#### What needs to be done
Nothing but an exact repeat of the entries below should appear in your answer.

Segment Start: Supplied records

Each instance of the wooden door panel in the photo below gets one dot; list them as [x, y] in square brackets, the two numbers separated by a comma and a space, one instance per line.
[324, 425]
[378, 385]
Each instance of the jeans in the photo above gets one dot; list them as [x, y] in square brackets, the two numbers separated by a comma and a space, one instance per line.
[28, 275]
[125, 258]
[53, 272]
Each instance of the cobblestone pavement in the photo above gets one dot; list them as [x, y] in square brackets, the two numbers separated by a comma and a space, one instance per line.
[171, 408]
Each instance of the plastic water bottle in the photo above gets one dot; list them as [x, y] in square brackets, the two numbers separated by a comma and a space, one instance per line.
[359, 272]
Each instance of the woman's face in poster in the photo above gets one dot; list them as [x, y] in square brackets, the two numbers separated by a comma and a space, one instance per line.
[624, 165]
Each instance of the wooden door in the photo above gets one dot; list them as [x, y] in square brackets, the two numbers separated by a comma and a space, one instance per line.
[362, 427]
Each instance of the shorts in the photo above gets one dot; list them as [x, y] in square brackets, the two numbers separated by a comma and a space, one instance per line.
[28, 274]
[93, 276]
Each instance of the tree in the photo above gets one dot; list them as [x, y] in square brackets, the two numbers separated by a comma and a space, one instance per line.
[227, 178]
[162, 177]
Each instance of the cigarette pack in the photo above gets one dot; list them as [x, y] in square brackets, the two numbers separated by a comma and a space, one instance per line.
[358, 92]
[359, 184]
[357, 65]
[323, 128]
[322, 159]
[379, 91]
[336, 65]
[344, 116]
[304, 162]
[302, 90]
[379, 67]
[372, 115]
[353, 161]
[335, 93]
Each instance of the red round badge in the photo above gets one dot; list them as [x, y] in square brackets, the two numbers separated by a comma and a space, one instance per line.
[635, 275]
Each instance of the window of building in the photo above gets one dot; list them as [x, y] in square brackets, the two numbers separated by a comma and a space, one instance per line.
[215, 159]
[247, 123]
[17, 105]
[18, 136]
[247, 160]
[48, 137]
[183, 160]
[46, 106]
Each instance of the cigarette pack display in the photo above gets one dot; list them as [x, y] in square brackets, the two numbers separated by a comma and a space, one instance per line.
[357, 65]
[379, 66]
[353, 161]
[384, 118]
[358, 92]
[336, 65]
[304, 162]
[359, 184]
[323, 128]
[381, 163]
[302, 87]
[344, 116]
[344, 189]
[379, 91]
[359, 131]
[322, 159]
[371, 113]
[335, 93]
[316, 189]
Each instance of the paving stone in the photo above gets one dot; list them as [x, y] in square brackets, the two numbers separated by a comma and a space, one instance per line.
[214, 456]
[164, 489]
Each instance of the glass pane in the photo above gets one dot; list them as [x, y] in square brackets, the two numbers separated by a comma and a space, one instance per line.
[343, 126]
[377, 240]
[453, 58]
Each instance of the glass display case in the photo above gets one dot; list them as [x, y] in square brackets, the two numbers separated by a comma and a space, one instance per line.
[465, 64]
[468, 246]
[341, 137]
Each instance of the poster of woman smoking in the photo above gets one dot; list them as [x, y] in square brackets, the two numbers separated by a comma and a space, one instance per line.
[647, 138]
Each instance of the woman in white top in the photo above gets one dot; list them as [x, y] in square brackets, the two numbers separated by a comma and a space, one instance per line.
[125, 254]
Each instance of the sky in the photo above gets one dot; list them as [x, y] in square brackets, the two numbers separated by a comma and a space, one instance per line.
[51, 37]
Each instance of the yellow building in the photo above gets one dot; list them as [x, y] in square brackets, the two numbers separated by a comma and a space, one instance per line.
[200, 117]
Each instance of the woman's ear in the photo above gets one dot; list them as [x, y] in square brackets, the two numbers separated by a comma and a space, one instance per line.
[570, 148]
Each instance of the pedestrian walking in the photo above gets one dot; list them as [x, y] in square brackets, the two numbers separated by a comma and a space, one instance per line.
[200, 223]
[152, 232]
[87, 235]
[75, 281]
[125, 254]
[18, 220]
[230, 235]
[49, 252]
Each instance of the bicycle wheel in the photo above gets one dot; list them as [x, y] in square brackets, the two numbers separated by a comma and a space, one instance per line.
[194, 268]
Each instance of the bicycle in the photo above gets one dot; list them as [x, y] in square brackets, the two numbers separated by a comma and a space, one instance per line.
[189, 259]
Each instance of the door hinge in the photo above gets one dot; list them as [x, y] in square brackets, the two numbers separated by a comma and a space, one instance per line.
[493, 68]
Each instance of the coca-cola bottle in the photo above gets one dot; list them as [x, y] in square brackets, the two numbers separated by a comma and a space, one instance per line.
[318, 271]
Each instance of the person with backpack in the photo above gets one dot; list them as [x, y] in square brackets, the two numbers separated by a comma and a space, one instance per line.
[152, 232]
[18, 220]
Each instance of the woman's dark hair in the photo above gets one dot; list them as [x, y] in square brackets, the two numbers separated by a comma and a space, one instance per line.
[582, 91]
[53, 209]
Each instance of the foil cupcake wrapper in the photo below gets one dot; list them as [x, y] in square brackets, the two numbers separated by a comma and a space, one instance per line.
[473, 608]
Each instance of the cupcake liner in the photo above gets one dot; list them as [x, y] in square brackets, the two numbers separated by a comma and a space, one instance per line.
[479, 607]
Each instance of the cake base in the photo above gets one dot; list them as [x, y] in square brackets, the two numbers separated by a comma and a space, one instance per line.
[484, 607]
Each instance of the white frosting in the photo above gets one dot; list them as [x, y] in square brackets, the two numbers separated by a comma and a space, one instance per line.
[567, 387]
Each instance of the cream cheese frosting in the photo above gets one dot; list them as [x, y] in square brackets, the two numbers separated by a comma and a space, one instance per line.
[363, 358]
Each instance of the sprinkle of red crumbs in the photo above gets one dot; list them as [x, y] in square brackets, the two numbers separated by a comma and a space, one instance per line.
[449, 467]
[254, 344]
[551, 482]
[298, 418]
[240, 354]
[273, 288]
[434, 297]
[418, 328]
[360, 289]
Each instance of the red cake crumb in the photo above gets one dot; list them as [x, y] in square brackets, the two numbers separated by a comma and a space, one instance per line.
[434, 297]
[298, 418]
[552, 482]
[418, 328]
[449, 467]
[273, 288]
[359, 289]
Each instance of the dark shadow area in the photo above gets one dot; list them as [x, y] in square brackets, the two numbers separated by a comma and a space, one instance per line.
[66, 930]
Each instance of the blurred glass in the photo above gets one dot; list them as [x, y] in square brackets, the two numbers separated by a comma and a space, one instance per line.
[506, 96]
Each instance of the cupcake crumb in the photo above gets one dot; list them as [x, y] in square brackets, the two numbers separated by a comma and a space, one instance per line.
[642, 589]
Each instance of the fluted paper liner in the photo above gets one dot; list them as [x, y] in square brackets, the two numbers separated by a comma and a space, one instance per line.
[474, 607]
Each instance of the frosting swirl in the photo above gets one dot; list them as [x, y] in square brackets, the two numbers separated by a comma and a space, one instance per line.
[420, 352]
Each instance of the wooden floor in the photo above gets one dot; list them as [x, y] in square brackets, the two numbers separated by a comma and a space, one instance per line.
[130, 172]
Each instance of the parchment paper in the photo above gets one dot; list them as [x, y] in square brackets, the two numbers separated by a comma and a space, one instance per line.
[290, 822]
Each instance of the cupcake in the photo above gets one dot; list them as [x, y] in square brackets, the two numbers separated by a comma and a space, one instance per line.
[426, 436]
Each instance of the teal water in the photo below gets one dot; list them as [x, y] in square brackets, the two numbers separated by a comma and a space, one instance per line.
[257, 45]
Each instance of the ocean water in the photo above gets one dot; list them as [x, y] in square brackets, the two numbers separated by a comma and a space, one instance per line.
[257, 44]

Segment End: Supplied records

#### Result of this exercise
Each instance of the wooden door panel in the photo below gets one dot; list them as [x, y] in square brackets, the two numbers separated by a comma and a space, one instance per line.
[324, 425]
[378, 385]
Each instance of the jeans in the photo above gets one dot; list them as [x, y] in square brackets, the two numbers separated by a comma and a space, one instance per line.
[28, 275]
[125, 258]
[53, 272]
Each instance of the cobblestone pavement in the photo above gets one dot; list them as [x, y] in square brackets, the two numbers separated by a comma and a space, one instance per line.
[171, 408]
Each instance of the plastic water bottle in the photo above gets one dot; list them as [x, y] in square brackets, the two numbers separated by a comma and a space, one instance per line.
[359, 272]
Each instance of the woman's face in poster in the photo above gets one dot; list them as [x, y] in square brackets, the two numbers separated by a comma and a space, one instance per line.
[624, 165]
Each instance of the wooden door in the photo above gets one dot; list them as [x, y] in square brackets, the two numbers separated by a comma and a space, one instance per line.
[362, 427]
Each instance of the shorts in the photo above gets one dot; list them as [x, y] in square brackets, the two numbers separated by a comma and a space, one instance per line.
[28, 274]
[93, 276]
Each instance of the tree in the photo above gets one dot; list them as [x, y] in square brackets, the two numbers separated by a comma and a space, one instance per line.
[227, 178]
[162, 177]
Each instance of the cigarette pack in the photo above gets one dot; list them as [x, y] in square brackets, the two numbers separated by a comma and a space, one instance per line.
[358, 92]
[359, 184]
[357, 65]
[323, 128]
[322, 159]
[379, 91]
[336, 65]
[344, 116]
[304, 162]
[302, 90]
[379, 67]
[372, 115]
[353, 161]
[335, 93]
Each instance of the red round badge in the photo above gets one dot; list them as [x, y] in square brackets, the two numbers separated by a comma and a space, one instance per line.
[635, 275]
Each instance of the window of building in the photo above gets one dot; list them as [x, y] in square brackets, the two numbers separated by a comma and a space, one instance per line.
[215, 159]
[247, 123]
[17, 105]
[18, 136]
[247, 160]
[48, 137]
[183, 160]
[46, 106]
Each instance of the cigarette pack display in the photo above gets one dot; list them as [x, y] in square brackets, the two numbers separated by a comma and a space, one instance per line.
[357, 65]
[379, 66]
[353, 161]
[384, 118]
[358, 92]
[336, 65]
[304, 162]
[359, 184]
[323, 128]
[381, 163]
[302, 87]
[344, 116]
[344, 189]
[379, 91]
[359, 131]
[322, 159]
[371, 113]
[335, 93]
[316, 189]
Each instance of the paving stone in the photo above gets one dot; list them as [x, y] in square brackets, the two numbers separated by a comma and a space, one instance per line.
[214, 456]
[164, 489]
Each instance of the glass pane in the photo above gets one dot; list them as [x, y] in square brackets, the two numbers separated by a comma and a space, one instance per line.
[343, 126]
[377, 240]
[453, 58]
Each instance of the glass display case in the photo above gets one dot; list them as [x, y] in square brackets, the two numbers separated by a comma and a space, one instance per line.
[465, 64]
[468, 246]
[341, 137]
Each instance of the poster of woman smoking in the photo above gets one dot; list them as [x, y] in square brackets, the two numbers separated by a comma and a space, one instance per line.
[647, 138]
Each instance of the woman in white top in the photo above gets one dot; list them as [x, y] in square brackets, the two numbers separated by a comma and a space, one instance per line.
[125, 254]
Each instance of the sky in the photo above gets one dot; list them as [x, y] in square brackets, the two numbers separated by a comma and a space, one instance per line.
[51, 37]
Each instance of the yellow building in the photo above gets one dot; list them as [x, y] in square brackets, the two numbers separated by a comma and a space, one instance per line.
[200, 117]
Each instance of the woman's ear in the photo above gets one dot; list them as [x, y] in square brackets, the two numbers separated by a comma and a space, one instance per line.
[570, 148]
Each instance of the pedestrian walking in the photo above gets one dot; list them as [x, y] in square brackets, the two numbers separated by a comma and a space, one instance per line.
[200, 223]
[152, 232]
[87, 235]
[75, 281]
[125, 254]
[18, 220]
[230, 235]
[49, 252]
Each instance of the bicycle wheel in the photo above gets one dot; list them as [x, y] in square brackets, the two numbers separated by a comma and a space, one instance per line.
[194, 268]
Each instance of the bicycle in the photo above gets one dot; list them as [x, y] in square brackets, the two numbers separated by a comma and a space, one instance per line.
[189, 259]
Each instance of the door hinge in the photo above gets one dot; list them as [x, y] in square brackets, the two numbers separated by a comma and a space, one instance per line.
[493, 68]
Each instance of the coca-cola bottle in the photo above gets one dot; list them as [x, y] in square brackets, the two numbers separated by a comma and a space, one instance per line.
[318, 271]
Each instance of the person with backpack in the photo above gets one dot; list them as [x, y] in square brackets, the two numbers separated by a comma and a space, one instance per line.
[152, 232]
[18, 220]
Each instance of the woman's dark hair in the photo above gets one dot; list them as [x, y] in square brackets, the two numbers separated by a comma and a space, one instance per line.
[582, 91]
[53, 209]
Each instance of the foil cupcake wrapper in the photo below gets one dot; list them as [x, y] in square brackets, the two numbers separated by a comma and a space, one instance per line.
[473, 608]
Each instance of the cupcake liner in the photo above gets one dot; list them as [x, y] in square brackets, the two numbers separated by a comma and a space, one instance per line.
[479, 607]
Each instance of the cake base in the photo above gets one dot; list them as [x, y] in square brackets, the two numbers separated by a comma and a space, one instance per line.
[484, 607]
Each instance of the white frosting in the photo above gets one dot; list them as [x, y] in square brackets, the two numbers separated by a comma and a space, one instance per line.
[567, 387]
Each instance of the cream cheese frosting in the photo above gets one dot; list them as [x, y] in square brackets, the two numbers separated by a comma and a space, one instance per line.
[363, 358]
Each instance of the sprinkle of red crumbs in the photo above gets one dot; list them as [x, y] in square brackets, the two numbers separated by a comma and a space, one instance per line.
[449, 467]
[254, 344]
[551, 482]
[298, 418]
[240, 354]
[273, 288]
[434, 297]
[418, 328]
[360, 289]
Each instance of the red cake crumb in the photo above gets one dot; list them as [x, y] in square brackets, the two numbers separated by a comma and a space, one instance per line.
[434, 297]
[298, 418]
[552, 482]
[418, 328]
[449, 467]
[273, 288]
[359, 289]
Each instance of the dark shadow area in the photo above gets one dot; list them as [x, y] in square brackets, the two numbers separated by a comma and a space, one instance per line.
[66, 930]
Each instance of the blurred glass in the photo above gets one dot; list them as [x, y] in square brackets, the two numbers separated by a comma and a space, one instance per line.
[506, 96]
Each instance of the cupcake crumb in the photo above gets one dot; list them as [x, y] in square brackets, the two numbers separated by a comma and a space, one instance per line.
[642, 589]
Each instance of the fluted paper liner in the photo above gets one dot; list them as [x, y] in square brackets, the two numbers separated by a comma and a space, one instance per line.
[474, 607]
Each instance of the frosting swirl in the photo above gets one dot; list them as [x, y] in square brackets, the two numbers separated by a comma and a space, one instance per line.
[420, 352]
Each instance of the wooden floor in the photo above gets one dot; list them as [x, y] in square brackets, the two numbers separated by a comma and a space, one instance per line.
[130, 172]
Each instance of the parchment paper in the photo above gets one dot; list them as [x, y] in square brackets, the two numbers separated by a comma and a space, one instance per line.
[290, 822]
Each instance of the cupcake in the photo above gets one dot; list them as [x, y] in square brackets, the two numbers separated by a comma and a space, one instance per line.
[426, 436]
Each instance of the teal water in the photo below gets one dot; list them as [x, y] in square brackets, the two numbers separated by a comma and a space, one instance per line.
[257, 45]
Each instance of the ocean water in the photo above gets one dot; list them as [x, y] in square brackets, the two numbers separated by a comma and a space, one instance per line.
[257, 44]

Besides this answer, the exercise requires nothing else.